> **PROVIDED PASSAGE**:
Reconnecting with the land you’re a guest on is my other invitation for you. As an immigrant and a guest on this stolen land of the Ojibwe, Odawa, and Potawatomi Nations of Chicago, I feel so humbled and grateful each time I hit the record button and make this podcast for you. While land acknowledgement is important, land sovereignty is even more critical. 

Jade Begay, an Indigenous rights and climate activist, wrote quote “One of the most critical ways to dismantle ongoing colonization is to return land to Indigenous people. As its rightful stewards, we know how to care for the planet, to make it sustainable for all life. Returning land to Indigenous hands would have a ripple effect on addressing other crises: shutting down the extractive industries that are fueling climate change, removing the violent state that defends them, and building sustainable water and energy systems for all.” End Quote.

I’d love to invite you to check out the Native Governance Center’s website. They are a Native-led organization that lays out very clear and concrete actions we can take to support land sovereignty such as voluntary land taxes, land return, and showing up to protests. I’ll leave the link in the show notes for you.

Now let’s shift gears to some of the ways you can practice interdependence with your child.

> **MATERIAL SUPPLIED**:
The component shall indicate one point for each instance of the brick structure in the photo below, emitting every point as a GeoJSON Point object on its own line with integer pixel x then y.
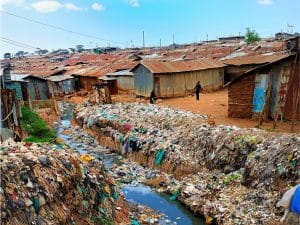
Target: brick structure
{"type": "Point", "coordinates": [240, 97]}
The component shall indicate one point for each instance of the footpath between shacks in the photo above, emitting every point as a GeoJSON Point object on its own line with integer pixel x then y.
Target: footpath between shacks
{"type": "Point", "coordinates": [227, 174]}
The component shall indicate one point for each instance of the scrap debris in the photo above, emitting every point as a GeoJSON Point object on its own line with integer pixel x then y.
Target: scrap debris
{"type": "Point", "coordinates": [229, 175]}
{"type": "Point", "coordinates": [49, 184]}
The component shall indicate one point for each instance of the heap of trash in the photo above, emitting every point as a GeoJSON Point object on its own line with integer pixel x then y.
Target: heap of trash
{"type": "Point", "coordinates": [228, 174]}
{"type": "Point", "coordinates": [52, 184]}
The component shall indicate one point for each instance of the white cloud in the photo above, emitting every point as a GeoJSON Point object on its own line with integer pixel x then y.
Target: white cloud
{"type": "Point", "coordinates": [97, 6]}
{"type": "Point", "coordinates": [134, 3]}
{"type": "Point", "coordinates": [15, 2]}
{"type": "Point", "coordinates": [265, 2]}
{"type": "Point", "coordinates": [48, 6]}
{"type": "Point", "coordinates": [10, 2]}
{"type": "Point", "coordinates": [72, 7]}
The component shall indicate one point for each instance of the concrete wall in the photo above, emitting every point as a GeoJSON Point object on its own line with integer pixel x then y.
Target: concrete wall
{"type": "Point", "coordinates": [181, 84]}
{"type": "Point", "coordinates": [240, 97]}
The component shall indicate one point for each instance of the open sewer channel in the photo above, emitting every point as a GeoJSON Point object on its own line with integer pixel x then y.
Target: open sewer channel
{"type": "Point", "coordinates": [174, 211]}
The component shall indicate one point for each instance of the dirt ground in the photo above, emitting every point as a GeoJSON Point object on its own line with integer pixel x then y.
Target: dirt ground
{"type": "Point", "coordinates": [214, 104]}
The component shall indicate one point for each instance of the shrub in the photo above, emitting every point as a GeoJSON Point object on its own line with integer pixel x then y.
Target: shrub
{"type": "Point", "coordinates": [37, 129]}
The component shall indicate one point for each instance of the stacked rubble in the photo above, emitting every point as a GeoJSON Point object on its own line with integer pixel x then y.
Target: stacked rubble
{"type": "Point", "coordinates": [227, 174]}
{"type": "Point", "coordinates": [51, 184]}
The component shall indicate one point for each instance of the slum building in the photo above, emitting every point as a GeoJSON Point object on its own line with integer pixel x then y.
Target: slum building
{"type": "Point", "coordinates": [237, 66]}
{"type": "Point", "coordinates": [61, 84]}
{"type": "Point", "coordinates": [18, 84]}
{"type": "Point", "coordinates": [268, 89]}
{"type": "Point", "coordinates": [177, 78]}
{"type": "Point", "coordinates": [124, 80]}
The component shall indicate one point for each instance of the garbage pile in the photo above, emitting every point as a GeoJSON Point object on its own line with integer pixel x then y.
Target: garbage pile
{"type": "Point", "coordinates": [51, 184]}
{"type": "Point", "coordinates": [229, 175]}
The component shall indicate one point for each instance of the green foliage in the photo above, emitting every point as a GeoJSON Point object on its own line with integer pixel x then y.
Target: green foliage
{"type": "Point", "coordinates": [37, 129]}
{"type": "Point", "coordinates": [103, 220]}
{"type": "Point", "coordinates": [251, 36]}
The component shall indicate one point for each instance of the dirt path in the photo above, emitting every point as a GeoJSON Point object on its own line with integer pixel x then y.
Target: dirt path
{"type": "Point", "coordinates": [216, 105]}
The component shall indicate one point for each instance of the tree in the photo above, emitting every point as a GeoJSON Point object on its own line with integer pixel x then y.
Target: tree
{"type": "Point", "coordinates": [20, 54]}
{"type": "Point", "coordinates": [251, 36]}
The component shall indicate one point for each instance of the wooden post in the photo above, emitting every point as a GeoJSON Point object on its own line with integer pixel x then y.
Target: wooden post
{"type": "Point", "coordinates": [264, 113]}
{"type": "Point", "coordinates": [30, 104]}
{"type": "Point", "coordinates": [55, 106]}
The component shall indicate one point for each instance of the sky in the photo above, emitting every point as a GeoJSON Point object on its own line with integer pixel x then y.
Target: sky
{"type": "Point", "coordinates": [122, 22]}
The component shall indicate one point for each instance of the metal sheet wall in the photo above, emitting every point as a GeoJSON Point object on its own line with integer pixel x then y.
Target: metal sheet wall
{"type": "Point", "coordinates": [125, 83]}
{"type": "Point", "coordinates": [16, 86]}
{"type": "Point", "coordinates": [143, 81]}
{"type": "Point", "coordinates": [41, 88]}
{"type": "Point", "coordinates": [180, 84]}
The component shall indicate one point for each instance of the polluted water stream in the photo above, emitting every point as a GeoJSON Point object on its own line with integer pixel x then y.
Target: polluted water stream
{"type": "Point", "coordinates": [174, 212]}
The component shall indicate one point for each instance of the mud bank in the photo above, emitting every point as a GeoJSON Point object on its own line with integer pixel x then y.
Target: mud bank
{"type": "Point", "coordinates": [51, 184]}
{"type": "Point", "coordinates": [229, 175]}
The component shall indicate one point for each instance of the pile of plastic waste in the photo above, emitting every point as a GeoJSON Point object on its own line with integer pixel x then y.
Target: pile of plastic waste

> **EXERCISE REQUIREMENTS**:
Set down the full podcast passage on land sovereignty again, word for word.

> **ANSWER FOR THE TASK**:
Reconnecting with the land you’re a guest on is my other invitation for you. As an immigrant and a guest on this stolen land of the Ojibwe, Odawa, and Potawatomi Nations of Chicago, I feel so humbled and grateful each time I hit the record button and make this podcast for you. While land acknowledgement is important, land sovereignty is even more critical. 

Jade Begay, an Indigenous rights and climate activist, wrote quote “One of the most critical ways to dismantle ongoing colonization is to return land to Indigenous people. As its rightful stewards, we know how to care for the planet, to make it sustainable for all life. Returning land to Indigenous hands would have a ripple effect on addressing other crises: shutting down the extractive industries that are fueling climate change, removing the violent state that defends them, and building sustainable water and energy systems for all.” End Quote.

I’d love to invite you to check out the Native Governance Center’s website. They are a Native-led organization that lays out very clear and concrete actions we can take to support land sovereignty such as voluntary land taxes, land return, and showing up to protests. I’ll leave the link in the show notes for you.

Now let’s shift gears to some of the ways you can practice interdependence with your child.